_DIRECTIVES_.
a: Can you sum up the RETOSA charter excerpt in two sentences?
b: How would you translate this sentence from the RETOSA charter excerpt into French: "Office bearers shall be elected for a period of one (1) year."
c: Could you reproduce the RETOSA charter excerpt from "ii)One person from" to "organisations having full membership of RETOSA."?

_SOURCE TEXT_.
5.6Voluntary termination
5.6.1Full Affiliate or Associate members may terminate their membership with RETOSA by giving three (3) months written notice of their intention to terminate such membership, provided that all outstanding fees shall have been paid in full, such notices shall be submitted to RETOSA Secretariat.

Article 6 – Cooperation

RETOSA may negotiate and sign tourism agreements or enter into any formal or informal cooperation arrangements with non-member States, national bodies, inter-governmental, regional or any international organisations and, non-governmental bodies and private sector enterprises, on such terms as it deems fit. The establishment, conditions and terms of such cooperation shall be defined in each case according to prevailing situations, by a majority of votes of the members of the Board of Directors present and voting and the Board of Directors shall have the power to delegate such authority to the Executive Director.

Article 7 – Organisation and structures

7.1The principal organs of RETOSA shall be the Board of Directors; the Executive Director; the Secretariat; and any Committee established by the Board of Directors, in terms of the provisions of this Charter.
7.2Board of Directors
7.2.1The Board of Directors shall comprise the following:
i)One person from the public sector with voting powers, representing each Member State and nominated from national public sector organisations, having full membership of RETOSA.
ii)One person from the private sector with voting powers, representing each Member State nominated from national private organisations having full membership of RETOSA.
iii)One person with no voting powers, representing the SADC Tourism Sector.
iv)A representative of the SADC Secretariat, who shall have no voting powers.
v)The Executive Director who shall be an ex officio member with no voting powers.
7.3Election of office bearers
7.3.1Office bearers shall be elected for a period of one (1) year.
i)The Chairman shall be elected from either the public or private sector representative from any one Member State and, may not offer himself for re­ election other than as Vice Chairman in accordance with the principle of rotation.
ii)Vice-Chairman provided for herein shall be elected from whichever sector not represented by the Chairman and from any other Member State other than that of the Chairman and, may not offer himself for re-election other than in accordance with the principle of rotation.
iii)The Executive Director shall be the Secretary of the Board of Directors of RETOSA and shall have permanent membership thereof.
iv)In the absence of the Chairman the Vice-Chairman shall chair the meetings and, in the absence of both Chairman and Vice-Chairman, any other Board Member shall be elected as Chairman for that specific meeting.
v)In the event that the office of Chairman becomes vacant for any reason, before the Annual General Meeting at which a new Chairman shall be elected, the Member State holding the Chairmanship shall appoint a substitute from the same sector for the remaining period of the Chairmanship.
vi)Only members whose dues have been paid in full up to and including the intended year of office for which elections are taking place, shall be eligible to stand and vote in elections.
7.4Terms of office for Directors
7.4.1Directors shall serve a term of office to be determined annually by their Governments and their national private sector umbrella organisations, respectively.

_MATERIAL SHOWN_.

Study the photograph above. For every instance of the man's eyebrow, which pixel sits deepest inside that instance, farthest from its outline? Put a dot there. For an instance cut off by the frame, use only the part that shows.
--
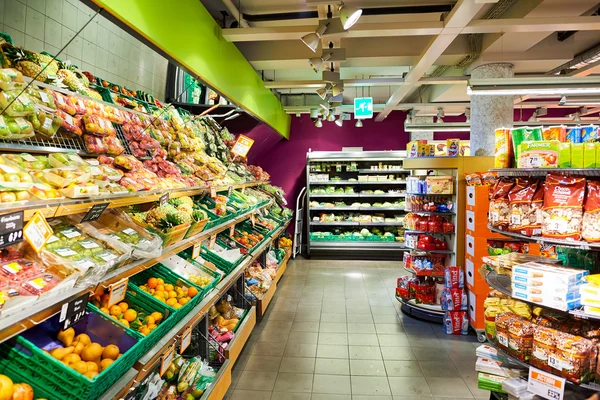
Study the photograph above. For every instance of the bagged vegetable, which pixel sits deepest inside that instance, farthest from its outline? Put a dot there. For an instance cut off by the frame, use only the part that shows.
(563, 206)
* * *
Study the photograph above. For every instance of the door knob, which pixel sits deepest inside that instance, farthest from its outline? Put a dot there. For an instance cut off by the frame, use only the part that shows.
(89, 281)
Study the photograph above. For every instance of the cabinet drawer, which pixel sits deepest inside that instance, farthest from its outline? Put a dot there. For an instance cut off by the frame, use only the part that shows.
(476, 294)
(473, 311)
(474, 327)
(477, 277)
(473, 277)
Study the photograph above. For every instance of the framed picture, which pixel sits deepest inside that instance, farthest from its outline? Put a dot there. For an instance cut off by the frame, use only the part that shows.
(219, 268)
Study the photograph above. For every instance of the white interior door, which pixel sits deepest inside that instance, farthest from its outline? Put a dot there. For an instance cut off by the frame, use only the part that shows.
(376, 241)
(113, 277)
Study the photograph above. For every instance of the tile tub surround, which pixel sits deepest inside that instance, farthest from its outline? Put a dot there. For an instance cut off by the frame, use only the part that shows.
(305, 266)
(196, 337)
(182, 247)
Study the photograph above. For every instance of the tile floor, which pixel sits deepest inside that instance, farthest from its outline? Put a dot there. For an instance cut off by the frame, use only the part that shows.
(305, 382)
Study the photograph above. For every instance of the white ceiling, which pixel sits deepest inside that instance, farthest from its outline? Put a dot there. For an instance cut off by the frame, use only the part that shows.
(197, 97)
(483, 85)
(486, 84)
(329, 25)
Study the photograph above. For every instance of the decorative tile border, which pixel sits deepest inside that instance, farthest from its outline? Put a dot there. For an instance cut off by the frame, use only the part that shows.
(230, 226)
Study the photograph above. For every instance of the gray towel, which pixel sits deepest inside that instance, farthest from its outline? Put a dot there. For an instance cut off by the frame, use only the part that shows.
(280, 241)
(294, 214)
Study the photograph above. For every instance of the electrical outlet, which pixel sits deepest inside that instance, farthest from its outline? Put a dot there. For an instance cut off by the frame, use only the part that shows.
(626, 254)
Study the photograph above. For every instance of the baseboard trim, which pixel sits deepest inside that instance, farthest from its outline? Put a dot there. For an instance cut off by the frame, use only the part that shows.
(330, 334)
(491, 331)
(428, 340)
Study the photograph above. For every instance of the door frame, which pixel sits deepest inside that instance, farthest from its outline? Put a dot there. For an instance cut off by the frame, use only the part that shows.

_SOLUTIONS TO THE PROBLEMS_.
a: Members may leave RETOSA by giving three months' written notice, provided all outstanding fees are paid, and RETOSA may enter cooperation arrangements with outside states, bodies, organizations, and enterprises on terms the Board of Directors sets by majority vote. The Board includes one voting public-sector and one voting private-sector representative from each Member State along with non-voting members, and it is led by a Chairman and Vice-Chairman elected for one year under a principle of rotation, while Directors' terms are set annually by their Governments and national private sector umbrella organizations.

b: Les membres du bureau sont élus pour une période d'un (1) an.

c:
ii)One person from the private sector with voting powers, representing each Member State nominated from national private organisations having full membership of RETOSA.